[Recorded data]
====================

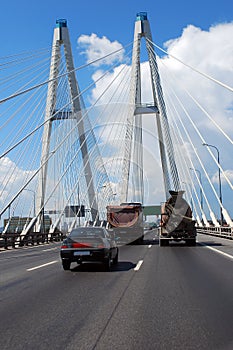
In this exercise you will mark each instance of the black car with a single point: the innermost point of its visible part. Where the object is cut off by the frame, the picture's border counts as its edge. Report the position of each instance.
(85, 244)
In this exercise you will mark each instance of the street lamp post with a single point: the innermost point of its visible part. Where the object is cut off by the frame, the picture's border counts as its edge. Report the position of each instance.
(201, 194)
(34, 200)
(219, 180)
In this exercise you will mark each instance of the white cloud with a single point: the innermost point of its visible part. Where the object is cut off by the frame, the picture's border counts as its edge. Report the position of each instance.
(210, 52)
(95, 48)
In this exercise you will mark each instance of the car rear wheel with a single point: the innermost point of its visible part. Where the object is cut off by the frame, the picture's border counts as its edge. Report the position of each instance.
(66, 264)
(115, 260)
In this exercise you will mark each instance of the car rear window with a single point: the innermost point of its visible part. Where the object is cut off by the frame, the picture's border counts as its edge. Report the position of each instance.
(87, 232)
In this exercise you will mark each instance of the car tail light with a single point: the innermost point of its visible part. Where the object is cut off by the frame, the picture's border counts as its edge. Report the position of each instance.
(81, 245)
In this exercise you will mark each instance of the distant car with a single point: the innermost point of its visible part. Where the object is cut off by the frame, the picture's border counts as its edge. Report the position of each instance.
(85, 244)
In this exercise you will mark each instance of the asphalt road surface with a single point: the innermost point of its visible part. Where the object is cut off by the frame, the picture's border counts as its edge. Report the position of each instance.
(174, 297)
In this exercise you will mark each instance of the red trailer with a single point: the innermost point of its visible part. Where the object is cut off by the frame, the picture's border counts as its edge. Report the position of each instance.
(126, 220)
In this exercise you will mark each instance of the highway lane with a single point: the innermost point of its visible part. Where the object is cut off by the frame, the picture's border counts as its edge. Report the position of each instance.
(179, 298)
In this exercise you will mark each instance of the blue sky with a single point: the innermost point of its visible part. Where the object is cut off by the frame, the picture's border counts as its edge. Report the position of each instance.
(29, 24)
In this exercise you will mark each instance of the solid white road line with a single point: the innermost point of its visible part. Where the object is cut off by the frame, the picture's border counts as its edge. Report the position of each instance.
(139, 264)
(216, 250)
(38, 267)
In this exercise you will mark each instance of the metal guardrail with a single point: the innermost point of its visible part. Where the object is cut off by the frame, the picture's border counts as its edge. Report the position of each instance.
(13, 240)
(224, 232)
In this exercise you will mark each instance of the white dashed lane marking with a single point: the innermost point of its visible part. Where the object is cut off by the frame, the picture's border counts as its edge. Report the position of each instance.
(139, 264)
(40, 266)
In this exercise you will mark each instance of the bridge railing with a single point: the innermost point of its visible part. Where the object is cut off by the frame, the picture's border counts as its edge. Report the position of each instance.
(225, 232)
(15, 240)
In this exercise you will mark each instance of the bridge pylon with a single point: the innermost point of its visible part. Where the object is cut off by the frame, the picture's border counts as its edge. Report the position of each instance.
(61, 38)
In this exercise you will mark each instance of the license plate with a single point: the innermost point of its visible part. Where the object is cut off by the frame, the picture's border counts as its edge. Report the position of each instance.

====================

| WHAT IS NEEDED |
All of the data needs repeating exactly, but the pictures do not.

| WRITTEN ANSWER |
In this exercise you will mark each instance of the black car with a single point: the innermost point of its visible part. Where the object is cut off by the frame, the picture's border counts as its edge. Report the position of each instance.
(85, 244)
In this exercise you will mark each instance of the street lamp post with a single point: the innermost point of its visible part. Where the object is cut off by the frame, the picture's border counts as its edge. Report the position of each instance.
(201, 194)
(34, 200)
(219, 180)
In this exercise you will mark each instance of the white cloud with a single point: the innermost point of its visible part. Where the object is cut off by the frame, the picture's border counts as its edge. Report the position of each instance.
(210, 52)
(95, 48)
In this exercise you will mark each instance of the car rear wheel with a single point: the innermost point of its visible part. Where the object is cut off by the frame, the picture's border counts as its edge. Report the position of each instance.
(66, 264)
(115, 260)
In this exercise you will mark each instance of the car rear window with a single point: the innermost point of its visible part. Where the object is cut off by the frame, the picture's border counts as its edge. Report the position of each instance.
(87, 232)
In this exercise you will mark each instance of the car tail light with a single point: the innermost point of its visible part. Where the object is cut off by the frame, the picture's border counts as its edge. Report the position of each instance.
(81, 245)
In this exercise you will mark each instance of the distant car with a single point: the innermost point of its visible part. Where the object is cut off by the frame, the picture's border counts as its edge. Report the position of each instance.
(85, 244)
In this exercise you will mark each instance of the asphalt road surface with a single point: the innermost point of its visible part. Where the object is cut off by the frame, the picture's border counts as its edge. Report the position of each instance.
(174, 297)
In this exercise you will mark each instance of the red trailer with a single point: the innermost point of its visible part. Where the object is cut off by the frame, the picture's border counts as its edge. Report the position of each instance.
(126, 220)
In this exercise you will mark each instance of the highway lane with a single point: the innermost point of its visible part. Where the object is cut off by the frame, the picture's border counts as its edge. Report the position of each instance.
(179, 298)
In this exercise you will mark each instance of the blue sky with a single point: the innermost point of its visible part. Where the object is cut off by the frame, the picture's border counts as its edge. Report the position of each instance.
(29, 24)
In this exercise you will mark each instance of the solid white road line with a single point: the innermost point of its visible part. Where the object is cut off by the frame, the picture's border counts as its edge. Report the position of each instance.
(139, 264)
(216, 250)
(38, 267)
In this exercise you will mark each instance of the metal guardrail with a single point: the innermost point of its visible part. Where the object is cut off by the frame, the picture's border counts as its edge. Report the position of each instance.
(13, 240)
(224, 232)
In this exercise you will mark each instance of the white dashed lane marking with a single point: the innermost point of its visible part. Where the object is cut off by the frame, the picture's border counts as its edge. Report the position of each instance.
(139, 264)
(40, 266)
In this exercise you will mark each instance of the bridge railing with a single point: the innermost point of its visible part. Where the object is cut off by the frame, the picture's border counts as its edge. Report the position of each instance.
(225, 232)
(15, 240)
In this exercise you will mark each instance of the bridge pylon with a single point: the innermost point of its visible part. Where the object is cut off by the frame, the picture's border counts as its edge. Report the position of each instance.
(61, 38)
In this exercise you will mark each instance of the license plate with a single point: the innermost point of its visible part. Where the object is cut off by the frame, the picture's border counts as its edge. Report the position of each instance.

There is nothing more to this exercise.